• [Task instructions] Pick out each line in the listing below that contains the word "distant", and copy those lines.

□ □ □ □ □ □ □

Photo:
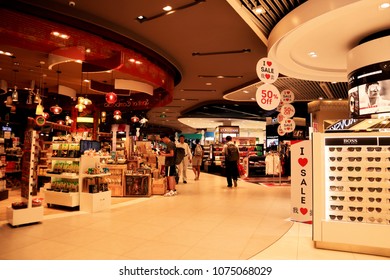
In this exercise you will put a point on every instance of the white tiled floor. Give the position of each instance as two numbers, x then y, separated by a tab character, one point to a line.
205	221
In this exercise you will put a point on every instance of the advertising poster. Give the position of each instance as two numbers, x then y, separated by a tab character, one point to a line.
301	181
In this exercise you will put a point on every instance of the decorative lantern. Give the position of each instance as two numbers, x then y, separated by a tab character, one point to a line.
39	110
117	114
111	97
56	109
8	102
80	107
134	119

□ □ □ □ □ □ □

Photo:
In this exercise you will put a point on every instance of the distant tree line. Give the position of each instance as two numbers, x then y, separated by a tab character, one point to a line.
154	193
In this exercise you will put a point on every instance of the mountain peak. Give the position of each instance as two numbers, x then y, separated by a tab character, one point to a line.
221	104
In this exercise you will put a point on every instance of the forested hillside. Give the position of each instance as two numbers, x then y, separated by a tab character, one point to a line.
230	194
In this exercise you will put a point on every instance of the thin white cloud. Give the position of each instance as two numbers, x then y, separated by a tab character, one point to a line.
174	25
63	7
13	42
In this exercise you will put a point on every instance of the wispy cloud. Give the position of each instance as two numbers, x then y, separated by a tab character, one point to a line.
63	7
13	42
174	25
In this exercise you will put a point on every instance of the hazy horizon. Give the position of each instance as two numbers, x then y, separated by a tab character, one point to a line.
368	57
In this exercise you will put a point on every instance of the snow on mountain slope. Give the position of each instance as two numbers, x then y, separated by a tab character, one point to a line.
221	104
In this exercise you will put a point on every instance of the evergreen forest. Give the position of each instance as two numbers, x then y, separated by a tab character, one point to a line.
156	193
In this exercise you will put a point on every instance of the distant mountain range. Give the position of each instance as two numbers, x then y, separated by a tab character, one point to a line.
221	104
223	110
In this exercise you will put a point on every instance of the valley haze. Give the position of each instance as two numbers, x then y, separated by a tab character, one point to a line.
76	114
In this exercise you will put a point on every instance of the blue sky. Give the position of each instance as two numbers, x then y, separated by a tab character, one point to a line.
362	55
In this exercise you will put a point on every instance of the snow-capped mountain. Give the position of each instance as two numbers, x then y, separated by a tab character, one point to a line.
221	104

□ □ □ □ □ □ □

• [Answer to the problem]
In this exercise you will put a point on every instance of the distant tree line. Give the position of each instance as two numbers, x then y, separated by a tab character, one point to a line.
In this exercise you will put a point on every instance of the distant mountain range. Give the position of each instance as two numbers, x then y, separated by a tab character, one point to a line.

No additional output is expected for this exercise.